Helen Hall (1892-1982): Settlement House Leader, Social Reformer and Consumer Advocate.
Introduction: Helen Hall directed University Settlement in Philadelphia, 1922- 1933 before succeeding Lillian Wald as director of Henry Street Settlement in New York City, where she remained until her retirement in 1967. She served with the American Red Cross in France during and after World War I and in the Far East during World War II. She was an influential leader in the settlement house and consumer movements, directed numerous national and local studies of socio-economic conditions, and actively campaigned to improve community conditions on New York City’s Lower East Side.
Education and Career: Helen Hall, settlement worker and social reformer, was born January 5, 1892 in Kansas City, Missouri. Her family later moved to Chester, New York, where her father established a surgical instruments manufacturing plant, Wilford Hall Laboratories. Miss Hall studied art and social work at Columbia University and the New York School for Social Work, 1912-15. Like many young women of her generation she searched for a calling that would enrich her life through service to others. Helen quickly found her way to what would become a lifetime career in neighborhood work. In 1916, after her coursework at the New York School for Social Work, Hall organized Neighborhood House in Eastchester, New York, and also worked with the Westchester County Department of Child Welfare
When America entered the war, Helen left Neighborhood House and her work with the Westchester County Department of Child Welfare and joined the Red Cross through whose auspices she directed work for servicemen of the American Expeditionary Force at base hospitals at Chateaureux and Solesmes. After the Armistice she stayed on in France and organized a girls’ club for the YWCA in Alsace. Still in her twenties, she was asked by the War Department to organize recreational services for enlisted men serving in China and in the Philippines, a mission she served from 1920 to 1922. And then it was back to the States and appointment as director of University Settlement in Philadelphia, a position she held from 1922 to 1933, when she moved to New York to become Lillian Wald’s chosen successor at Henry Street Settlement from 1933 until her retirement at age 75 in 1967.
There were many other duties and assignments, of course, for Helen always placed a high priority on settlement outreach into the larger community and on settlement responsibility for addressing pressing concerns of public policy. In 1928, Albert J. Kennedy appointed her chairman of the Unemployment Committee of the National Federation of Settlements. The Committee conducted a number of nationwide surveys of urban unemployment, 1928-32, and published Some Folks Won’t Work (1930) and Case Studies of Unemployment (1931). Additionally, Hall wrote
several articles on unemployment, testified before legislative bodies in support of unemployment insurance and relief, delivered speeches about unemployment conditions, and served as an adviser on unemployment for Pennsylvania Governor Gifford Pinchot. In the early 1930s, Hall visited England and made comparative studies of unemployment conditions and methods of relief. As president of the National Federation of Settlements, 1934-40, she carried a major obligation to voice neighborhood needs in the mayor’s office, in state government in Albany, and in the nation’s capital.

▸ Raw data

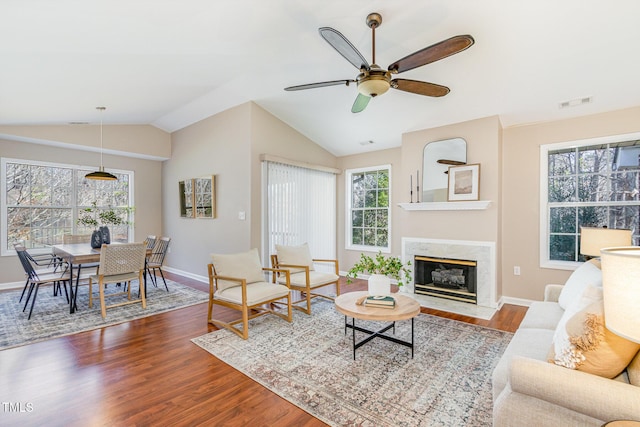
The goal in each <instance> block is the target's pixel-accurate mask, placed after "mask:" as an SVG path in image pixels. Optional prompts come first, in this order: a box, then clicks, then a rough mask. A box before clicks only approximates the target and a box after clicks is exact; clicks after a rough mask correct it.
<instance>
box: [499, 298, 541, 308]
==
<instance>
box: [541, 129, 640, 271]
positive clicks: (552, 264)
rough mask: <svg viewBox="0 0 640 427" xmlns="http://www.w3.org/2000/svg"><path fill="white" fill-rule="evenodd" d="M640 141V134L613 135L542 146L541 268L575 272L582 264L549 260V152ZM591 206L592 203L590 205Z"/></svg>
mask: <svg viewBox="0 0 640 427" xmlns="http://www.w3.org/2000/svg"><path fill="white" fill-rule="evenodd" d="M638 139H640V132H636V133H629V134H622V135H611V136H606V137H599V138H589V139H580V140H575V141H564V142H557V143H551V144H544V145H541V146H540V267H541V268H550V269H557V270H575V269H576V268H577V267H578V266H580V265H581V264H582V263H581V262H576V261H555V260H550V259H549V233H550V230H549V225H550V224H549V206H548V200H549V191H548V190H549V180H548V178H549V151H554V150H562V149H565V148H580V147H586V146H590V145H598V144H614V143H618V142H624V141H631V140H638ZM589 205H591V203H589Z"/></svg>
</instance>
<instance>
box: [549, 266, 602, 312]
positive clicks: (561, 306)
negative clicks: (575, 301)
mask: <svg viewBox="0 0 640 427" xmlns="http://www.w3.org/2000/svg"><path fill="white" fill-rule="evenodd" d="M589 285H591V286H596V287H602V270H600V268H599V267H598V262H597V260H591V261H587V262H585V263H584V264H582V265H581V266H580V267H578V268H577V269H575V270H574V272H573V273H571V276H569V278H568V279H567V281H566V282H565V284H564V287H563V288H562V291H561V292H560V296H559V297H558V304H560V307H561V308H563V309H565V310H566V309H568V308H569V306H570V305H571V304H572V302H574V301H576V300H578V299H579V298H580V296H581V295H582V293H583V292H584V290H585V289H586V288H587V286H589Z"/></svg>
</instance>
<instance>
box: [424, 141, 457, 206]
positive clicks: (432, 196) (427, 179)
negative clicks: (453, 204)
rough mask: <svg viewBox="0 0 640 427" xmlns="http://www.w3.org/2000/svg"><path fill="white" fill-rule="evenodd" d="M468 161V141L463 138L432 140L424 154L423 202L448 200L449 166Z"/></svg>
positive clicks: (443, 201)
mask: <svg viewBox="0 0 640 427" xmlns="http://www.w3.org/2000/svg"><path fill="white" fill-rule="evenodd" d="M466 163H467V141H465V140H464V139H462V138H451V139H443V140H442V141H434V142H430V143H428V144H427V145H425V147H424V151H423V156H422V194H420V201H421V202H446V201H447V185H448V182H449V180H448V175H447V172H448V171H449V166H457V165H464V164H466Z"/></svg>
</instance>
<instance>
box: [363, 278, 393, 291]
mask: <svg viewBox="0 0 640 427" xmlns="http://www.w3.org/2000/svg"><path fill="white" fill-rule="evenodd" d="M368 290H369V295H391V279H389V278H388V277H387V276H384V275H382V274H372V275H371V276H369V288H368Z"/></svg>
==
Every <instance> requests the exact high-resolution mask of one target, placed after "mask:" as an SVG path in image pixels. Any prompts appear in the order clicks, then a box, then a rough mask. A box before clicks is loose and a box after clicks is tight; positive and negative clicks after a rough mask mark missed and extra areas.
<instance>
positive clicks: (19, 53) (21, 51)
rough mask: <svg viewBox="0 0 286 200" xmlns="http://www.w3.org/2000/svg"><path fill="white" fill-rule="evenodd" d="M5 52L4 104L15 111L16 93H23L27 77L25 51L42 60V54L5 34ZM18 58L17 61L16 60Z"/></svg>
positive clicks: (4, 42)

▸ Assigned task
Reproduce the passage of the Helen Hall biography above between "Introduction: Helen Hall" and "Lower East Side.", inclusive.

▸ Output of the task
Introduction: Helen Hall directed University Settlement in Philadelphia, 1922- 1933 before succeeding Lillian Wald as director of Henry Street Settlement in New York City, where she remained until her retirement in 1967. She served with the American Red Cross in France during and after World War I and in the Far East during World War II. She was an influential leader in the settlement house and consumer movements, directed numerous national and local studies of socio-economic conditions, and actively campaigned to improve community conditions on New York City’s Lower East Side.